▸ EXERCISE: Whenever a line in the following entries includes "black", tally it. Report nothing except the final count.

▸ SOURCE INFORMATION:
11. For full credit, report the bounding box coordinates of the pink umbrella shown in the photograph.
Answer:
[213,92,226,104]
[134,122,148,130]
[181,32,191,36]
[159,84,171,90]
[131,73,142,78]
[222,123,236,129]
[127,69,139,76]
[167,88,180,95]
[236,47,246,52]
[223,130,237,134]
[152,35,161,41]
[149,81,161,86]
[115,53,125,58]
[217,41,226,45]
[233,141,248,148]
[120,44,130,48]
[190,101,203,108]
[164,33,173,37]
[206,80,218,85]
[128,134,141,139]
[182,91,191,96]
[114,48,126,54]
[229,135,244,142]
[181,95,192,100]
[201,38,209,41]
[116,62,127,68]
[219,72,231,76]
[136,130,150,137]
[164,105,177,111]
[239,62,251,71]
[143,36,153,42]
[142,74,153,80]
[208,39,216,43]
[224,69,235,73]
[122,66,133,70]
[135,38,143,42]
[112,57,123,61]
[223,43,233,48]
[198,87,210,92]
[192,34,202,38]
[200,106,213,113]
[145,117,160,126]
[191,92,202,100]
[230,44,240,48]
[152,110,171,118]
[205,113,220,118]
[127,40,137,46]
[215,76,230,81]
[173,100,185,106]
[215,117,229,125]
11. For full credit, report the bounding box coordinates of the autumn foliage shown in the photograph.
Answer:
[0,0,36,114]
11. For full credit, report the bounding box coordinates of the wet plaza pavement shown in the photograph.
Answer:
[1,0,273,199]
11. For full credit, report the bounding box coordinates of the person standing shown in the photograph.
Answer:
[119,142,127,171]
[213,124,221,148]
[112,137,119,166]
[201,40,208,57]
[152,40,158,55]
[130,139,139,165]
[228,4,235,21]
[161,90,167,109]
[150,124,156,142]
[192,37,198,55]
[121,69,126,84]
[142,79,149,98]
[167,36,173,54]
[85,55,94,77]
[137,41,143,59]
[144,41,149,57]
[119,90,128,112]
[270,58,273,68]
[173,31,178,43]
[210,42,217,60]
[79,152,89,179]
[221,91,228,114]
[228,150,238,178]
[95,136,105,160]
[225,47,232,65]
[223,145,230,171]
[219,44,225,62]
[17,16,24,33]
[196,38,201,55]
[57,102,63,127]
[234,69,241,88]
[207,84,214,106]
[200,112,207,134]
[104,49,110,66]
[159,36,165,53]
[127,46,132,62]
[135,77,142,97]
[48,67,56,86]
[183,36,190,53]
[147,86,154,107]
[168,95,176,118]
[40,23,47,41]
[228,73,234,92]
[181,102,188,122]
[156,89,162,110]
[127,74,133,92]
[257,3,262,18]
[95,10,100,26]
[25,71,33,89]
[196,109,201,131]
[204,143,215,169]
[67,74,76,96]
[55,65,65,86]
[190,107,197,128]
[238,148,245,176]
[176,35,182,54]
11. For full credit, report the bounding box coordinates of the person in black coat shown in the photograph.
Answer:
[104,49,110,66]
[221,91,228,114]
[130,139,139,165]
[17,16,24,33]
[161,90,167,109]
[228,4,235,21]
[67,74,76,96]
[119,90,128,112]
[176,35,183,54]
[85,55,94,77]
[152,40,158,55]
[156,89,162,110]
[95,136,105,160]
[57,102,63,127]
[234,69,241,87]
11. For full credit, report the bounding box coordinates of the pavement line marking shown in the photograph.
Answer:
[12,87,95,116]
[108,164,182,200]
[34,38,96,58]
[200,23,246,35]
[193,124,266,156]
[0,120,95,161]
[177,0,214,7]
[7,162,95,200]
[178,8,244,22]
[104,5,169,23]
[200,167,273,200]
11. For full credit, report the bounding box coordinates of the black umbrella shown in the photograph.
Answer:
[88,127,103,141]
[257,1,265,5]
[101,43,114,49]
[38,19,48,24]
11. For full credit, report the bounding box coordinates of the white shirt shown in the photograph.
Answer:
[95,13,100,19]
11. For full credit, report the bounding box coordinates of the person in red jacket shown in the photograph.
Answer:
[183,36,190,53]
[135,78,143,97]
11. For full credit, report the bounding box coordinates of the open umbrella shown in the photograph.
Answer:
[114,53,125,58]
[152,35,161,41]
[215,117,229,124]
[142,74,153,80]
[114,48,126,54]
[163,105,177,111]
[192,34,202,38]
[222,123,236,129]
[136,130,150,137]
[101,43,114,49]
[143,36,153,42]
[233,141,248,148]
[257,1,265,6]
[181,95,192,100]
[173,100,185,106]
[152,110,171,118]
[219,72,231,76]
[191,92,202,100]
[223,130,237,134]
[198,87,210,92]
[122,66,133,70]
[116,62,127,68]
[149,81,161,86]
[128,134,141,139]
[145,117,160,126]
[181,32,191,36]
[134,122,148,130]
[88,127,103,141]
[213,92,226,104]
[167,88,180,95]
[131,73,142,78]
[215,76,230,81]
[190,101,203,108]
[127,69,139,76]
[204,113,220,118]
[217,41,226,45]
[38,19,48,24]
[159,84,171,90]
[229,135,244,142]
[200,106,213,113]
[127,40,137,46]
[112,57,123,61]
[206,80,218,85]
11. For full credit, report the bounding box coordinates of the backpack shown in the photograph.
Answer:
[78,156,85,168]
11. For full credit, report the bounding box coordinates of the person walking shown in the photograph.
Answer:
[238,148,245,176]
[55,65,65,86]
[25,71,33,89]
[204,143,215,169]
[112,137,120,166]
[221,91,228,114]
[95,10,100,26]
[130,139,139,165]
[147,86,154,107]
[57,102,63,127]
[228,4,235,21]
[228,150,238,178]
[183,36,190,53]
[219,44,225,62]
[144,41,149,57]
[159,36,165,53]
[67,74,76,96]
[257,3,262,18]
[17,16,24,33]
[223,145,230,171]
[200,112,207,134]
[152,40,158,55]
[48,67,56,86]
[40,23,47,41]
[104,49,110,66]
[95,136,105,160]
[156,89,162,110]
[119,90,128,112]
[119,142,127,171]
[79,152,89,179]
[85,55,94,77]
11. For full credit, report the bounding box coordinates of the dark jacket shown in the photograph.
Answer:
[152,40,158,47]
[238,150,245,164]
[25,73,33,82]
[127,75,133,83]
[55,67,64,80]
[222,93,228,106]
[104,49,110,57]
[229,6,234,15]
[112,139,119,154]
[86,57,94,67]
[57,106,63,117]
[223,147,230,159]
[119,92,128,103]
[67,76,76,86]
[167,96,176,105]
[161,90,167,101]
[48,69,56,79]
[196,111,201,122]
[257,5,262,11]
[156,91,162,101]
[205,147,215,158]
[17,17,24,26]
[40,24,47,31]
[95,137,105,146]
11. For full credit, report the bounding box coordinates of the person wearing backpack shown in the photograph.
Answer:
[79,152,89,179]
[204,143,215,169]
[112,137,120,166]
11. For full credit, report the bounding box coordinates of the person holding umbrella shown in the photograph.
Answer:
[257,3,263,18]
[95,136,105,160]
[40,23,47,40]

* * *

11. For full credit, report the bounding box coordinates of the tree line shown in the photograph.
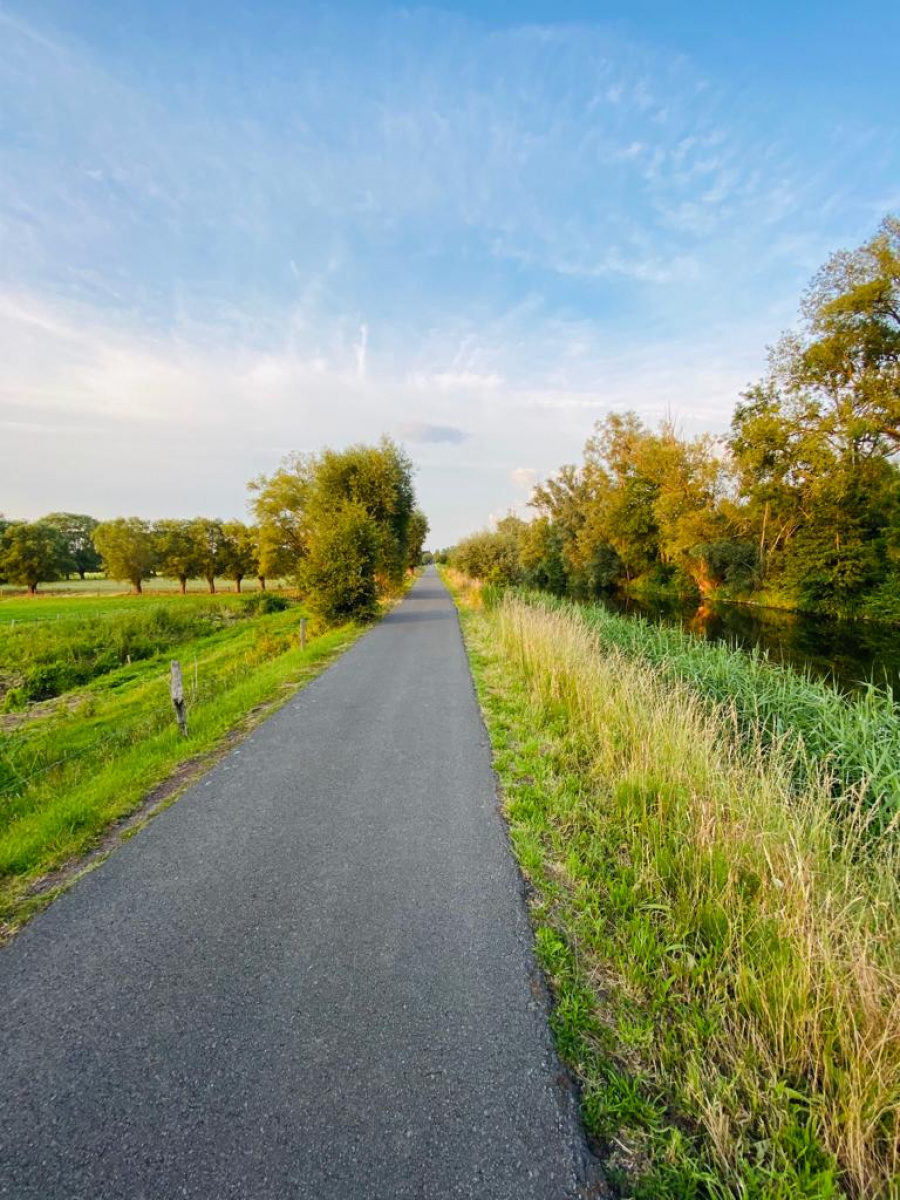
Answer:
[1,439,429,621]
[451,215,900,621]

▸ TASK RESPONSE: 2